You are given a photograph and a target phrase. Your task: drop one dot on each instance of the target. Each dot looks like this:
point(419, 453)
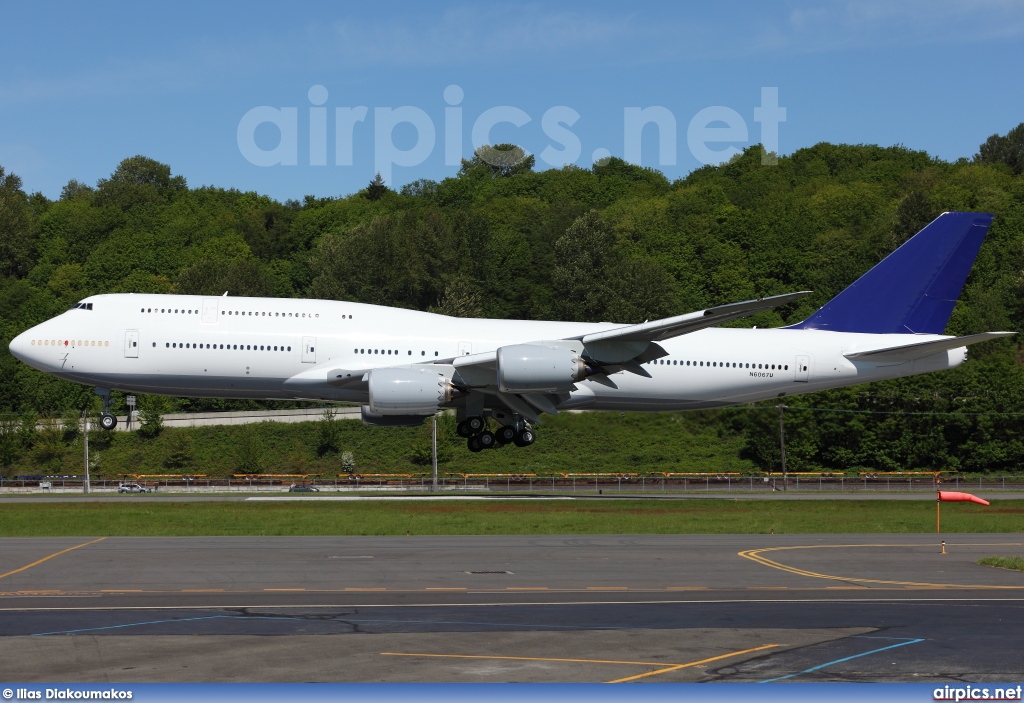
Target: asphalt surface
point(608, 493)
point(638, 608)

+--

Work task -> The output should consist of the records above, reproduced exactly, without pictures.

Task answer ->
You are given a photograph and a target phrase. Your task: drop one dot on each instance of the target. Each dot looks like this:
point(419, 453)
Target: asphalt surface
point(608, 493)
point(638, 608)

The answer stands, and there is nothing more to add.